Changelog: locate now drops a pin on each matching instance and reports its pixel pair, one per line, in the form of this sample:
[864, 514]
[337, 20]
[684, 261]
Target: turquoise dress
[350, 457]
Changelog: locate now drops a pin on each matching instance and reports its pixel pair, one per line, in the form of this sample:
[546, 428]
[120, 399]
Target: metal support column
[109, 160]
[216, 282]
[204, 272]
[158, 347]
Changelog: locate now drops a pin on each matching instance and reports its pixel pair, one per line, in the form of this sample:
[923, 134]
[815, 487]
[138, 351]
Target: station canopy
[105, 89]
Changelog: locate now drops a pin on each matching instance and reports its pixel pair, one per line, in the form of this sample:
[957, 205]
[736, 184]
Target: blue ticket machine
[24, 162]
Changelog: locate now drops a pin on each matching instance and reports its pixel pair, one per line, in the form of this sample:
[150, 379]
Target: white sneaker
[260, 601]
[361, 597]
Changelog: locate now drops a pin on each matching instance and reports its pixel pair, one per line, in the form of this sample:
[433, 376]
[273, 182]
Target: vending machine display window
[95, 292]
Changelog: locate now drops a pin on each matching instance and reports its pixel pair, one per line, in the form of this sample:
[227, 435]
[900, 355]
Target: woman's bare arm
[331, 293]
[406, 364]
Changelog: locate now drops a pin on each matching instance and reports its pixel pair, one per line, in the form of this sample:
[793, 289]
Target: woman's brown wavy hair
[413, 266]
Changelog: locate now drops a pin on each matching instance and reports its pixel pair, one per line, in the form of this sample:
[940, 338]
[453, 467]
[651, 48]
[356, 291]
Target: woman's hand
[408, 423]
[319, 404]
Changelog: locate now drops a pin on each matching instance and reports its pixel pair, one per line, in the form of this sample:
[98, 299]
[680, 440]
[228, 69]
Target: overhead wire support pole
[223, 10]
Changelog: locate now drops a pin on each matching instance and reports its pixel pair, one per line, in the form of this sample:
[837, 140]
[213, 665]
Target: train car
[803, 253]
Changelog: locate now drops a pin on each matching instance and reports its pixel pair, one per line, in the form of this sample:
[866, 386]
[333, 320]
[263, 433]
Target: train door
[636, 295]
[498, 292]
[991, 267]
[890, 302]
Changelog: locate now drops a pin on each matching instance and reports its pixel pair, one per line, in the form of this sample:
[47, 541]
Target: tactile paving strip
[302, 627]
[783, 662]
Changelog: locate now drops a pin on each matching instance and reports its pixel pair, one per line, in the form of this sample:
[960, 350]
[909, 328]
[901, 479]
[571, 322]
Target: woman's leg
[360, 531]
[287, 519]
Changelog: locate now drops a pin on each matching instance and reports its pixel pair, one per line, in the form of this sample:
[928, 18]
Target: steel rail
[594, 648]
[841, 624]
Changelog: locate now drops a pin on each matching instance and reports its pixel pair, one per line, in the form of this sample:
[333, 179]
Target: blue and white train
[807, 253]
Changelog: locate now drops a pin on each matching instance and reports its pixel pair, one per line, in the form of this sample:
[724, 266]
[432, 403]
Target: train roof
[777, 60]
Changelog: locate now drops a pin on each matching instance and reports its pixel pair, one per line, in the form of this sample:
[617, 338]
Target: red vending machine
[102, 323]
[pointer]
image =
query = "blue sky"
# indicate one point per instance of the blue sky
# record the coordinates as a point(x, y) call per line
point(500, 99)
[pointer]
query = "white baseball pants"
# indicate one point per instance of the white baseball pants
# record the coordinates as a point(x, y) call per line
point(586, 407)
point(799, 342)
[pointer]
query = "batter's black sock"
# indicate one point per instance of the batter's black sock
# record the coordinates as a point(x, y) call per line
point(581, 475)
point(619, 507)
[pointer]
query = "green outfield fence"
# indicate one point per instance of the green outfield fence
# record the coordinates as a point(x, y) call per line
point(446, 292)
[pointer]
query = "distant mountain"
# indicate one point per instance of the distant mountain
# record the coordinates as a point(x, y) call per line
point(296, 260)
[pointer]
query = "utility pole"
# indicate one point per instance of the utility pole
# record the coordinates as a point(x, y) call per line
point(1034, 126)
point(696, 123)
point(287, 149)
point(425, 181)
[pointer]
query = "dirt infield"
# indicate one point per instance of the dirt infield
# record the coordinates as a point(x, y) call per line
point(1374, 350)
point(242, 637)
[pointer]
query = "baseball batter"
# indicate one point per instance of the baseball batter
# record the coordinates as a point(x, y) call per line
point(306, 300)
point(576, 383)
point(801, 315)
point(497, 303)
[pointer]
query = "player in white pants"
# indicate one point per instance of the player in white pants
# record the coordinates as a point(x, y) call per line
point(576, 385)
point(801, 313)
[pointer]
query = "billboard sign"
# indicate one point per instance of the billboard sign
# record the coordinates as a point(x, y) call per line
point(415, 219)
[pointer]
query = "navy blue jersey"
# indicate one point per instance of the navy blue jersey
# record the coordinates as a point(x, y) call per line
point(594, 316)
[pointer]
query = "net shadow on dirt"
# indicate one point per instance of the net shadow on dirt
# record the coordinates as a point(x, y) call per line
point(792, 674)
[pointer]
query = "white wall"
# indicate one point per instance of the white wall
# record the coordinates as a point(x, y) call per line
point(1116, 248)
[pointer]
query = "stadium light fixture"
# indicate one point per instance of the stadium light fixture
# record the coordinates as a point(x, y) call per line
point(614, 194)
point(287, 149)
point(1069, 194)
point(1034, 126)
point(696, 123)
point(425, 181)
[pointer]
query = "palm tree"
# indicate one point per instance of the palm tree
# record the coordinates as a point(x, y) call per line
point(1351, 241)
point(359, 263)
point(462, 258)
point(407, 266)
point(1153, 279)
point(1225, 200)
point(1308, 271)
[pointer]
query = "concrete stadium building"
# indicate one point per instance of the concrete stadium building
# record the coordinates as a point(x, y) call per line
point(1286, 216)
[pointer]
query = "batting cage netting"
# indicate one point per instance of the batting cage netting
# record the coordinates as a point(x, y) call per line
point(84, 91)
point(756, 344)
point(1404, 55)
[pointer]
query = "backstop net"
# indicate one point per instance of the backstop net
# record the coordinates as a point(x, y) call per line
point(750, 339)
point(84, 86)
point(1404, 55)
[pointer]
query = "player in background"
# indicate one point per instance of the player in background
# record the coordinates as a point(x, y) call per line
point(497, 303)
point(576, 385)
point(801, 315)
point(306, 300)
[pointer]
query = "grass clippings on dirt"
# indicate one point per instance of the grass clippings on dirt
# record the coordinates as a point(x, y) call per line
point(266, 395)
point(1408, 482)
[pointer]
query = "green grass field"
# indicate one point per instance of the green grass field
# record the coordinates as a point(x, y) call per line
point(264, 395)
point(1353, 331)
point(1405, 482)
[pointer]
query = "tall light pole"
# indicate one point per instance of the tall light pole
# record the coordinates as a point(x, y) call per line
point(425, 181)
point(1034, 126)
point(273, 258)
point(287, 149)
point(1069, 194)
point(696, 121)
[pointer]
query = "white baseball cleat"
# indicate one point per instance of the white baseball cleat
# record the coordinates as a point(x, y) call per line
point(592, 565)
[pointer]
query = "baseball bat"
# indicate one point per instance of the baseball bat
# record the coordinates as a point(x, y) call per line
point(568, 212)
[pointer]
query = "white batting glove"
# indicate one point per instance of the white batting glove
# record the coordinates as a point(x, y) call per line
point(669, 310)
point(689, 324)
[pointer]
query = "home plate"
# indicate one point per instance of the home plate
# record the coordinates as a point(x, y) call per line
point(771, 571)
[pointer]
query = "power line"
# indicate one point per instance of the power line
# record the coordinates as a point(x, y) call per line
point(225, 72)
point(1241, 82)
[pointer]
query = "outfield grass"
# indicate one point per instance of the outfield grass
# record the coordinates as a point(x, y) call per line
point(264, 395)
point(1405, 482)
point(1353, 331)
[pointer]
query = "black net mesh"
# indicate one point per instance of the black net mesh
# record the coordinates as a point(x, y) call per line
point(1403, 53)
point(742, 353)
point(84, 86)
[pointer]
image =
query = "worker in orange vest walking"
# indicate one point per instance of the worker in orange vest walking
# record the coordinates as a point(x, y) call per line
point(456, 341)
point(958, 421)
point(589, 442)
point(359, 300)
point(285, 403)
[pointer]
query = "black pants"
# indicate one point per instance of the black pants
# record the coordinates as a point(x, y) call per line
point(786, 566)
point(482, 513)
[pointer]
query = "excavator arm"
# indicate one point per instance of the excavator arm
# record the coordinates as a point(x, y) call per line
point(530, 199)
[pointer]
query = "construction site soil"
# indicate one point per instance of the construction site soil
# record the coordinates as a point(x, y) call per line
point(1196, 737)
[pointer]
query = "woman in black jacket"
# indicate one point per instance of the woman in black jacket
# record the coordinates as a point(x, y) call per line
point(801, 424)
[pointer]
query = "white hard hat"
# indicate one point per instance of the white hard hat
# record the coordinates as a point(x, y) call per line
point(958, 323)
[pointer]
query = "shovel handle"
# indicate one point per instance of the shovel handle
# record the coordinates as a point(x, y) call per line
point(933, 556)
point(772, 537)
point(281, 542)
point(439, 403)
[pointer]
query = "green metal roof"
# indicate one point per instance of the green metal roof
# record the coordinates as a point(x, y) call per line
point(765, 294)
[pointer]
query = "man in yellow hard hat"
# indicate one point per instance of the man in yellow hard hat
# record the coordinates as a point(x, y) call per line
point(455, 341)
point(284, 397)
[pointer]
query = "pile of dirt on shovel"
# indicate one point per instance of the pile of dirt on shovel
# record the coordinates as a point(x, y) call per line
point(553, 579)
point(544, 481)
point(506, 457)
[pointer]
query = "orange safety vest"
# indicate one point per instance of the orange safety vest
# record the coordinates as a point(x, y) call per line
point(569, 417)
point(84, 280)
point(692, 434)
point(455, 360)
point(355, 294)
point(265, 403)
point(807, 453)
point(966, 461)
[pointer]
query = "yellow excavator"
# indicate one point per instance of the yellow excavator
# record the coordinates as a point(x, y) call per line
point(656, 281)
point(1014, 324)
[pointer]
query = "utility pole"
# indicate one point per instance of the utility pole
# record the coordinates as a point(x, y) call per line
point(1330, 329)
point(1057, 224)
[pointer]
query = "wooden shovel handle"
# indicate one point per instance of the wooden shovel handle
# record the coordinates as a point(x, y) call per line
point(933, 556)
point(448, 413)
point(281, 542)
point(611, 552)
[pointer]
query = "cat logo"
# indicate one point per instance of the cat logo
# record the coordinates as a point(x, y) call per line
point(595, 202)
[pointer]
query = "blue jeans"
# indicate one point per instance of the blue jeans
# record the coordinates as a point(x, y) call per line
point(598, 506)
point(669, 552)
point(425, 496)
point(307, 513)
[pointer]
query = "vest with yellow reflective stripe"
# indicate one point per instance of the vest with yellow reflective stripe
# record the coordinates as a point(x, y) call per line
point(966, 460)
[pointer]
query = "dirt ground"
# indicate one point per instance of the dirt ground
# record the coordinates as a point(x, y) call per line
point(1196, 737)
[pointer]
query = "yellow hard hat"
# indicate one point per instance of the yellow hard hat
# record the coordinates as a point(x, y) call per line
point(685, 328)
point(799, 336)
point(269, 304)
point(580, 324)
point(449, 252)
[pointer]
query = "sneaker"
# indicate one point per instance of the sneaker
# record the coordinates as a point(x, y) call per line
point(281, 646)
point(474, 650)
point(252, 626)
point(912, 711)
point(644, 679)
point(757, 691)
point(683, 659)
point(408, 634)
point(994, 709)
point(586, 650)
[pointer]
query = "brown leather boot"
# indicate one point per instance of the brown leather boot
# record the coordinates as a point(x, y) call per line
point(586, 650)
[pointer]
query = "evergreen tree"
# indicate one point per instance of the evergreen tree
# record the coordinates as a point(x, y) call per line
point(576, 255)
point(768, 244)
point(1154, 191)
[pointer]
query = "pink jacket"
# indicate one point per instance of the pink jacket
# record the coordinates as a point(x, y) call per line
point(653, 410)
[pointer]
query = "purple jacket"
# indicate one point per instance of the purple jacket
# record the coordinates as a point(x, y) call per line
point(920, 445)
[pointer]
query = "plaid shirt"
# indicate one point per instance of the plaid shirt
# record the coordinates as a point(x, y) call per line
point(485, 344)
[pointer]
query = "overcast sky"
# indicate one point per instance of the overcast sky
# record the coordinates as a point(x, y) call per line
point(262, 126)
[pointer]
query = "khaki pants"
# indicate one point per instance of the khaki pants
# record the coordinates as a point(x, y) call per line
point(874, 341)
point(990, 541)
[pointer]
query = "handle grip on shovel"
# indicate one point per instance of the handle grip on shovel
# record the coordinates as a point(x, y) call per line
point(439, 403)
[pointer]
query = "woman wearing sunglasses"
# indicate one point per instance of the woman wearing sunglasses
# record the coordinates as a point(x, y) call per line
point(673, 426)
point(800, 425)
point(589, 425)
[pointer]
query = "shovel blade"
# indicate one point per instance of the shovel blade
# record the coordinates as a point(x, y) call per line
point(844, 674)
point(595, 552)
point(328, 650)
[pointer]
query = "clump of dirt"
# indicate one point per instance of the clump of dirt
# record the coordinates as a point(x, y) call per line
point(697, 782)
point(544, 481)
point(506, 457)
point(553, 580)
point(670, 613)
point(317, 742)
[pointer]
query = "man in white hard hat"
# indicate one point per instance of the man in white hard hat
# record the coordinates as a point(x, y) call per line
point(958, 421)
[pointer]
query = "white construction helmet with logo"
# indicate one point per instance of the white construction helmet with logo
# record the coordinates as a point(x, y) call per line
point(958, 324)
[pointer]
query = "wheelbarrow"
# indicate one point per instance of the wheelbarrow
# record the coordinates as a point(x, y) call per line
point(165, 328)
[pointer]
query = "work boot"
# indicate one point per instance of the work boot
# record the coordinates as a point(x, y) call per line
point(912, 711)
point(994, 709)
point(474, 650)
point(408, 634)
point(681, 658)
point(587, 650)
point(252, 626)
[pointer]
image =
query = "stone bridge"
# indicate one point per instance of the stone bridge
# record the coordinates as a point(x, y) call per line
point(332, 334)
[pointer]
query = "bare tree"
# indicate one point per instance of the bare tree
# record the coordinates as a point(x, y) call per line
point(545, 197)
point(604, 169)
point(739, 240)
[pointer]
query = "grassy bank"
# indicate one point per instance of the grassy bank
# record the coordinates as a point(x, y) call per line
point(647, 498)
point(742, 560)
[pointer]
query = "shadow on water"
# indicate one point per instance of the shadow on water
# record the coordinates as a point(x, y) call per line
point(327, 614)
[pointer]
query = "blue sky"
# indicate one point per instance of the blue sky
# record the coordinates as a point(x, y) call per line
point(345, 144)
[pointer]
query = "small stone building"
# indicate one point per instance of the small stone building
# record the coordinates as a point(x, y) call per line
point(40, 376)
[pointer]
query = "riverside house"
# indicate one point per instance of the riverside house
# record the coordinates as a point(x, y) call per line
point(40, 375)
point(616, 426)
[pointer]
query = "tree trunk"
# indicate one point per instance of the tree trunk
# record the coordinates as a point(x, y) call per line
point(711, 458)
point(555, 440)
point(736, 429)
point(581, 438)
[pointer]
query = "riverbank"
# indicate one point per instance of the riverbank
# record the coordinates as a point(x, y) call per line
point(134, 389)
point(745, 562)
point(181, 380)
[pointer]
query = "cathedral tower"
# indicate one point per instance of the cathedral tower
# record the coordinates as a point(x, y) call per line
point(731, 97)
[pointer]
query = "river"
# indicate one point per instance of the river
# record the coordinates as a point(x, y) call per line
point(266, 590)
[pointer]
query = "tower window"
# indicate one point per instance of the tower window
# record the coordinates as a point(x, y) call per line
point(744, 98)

========

## [WRITTEN INSTRUCTION]
Gather every line in the listing above that contains the word "fixture". Letter case matters.

## [TASK ANSWER]
query = "stadium light fixture"
# indicate one point per instance of the stadium light fixture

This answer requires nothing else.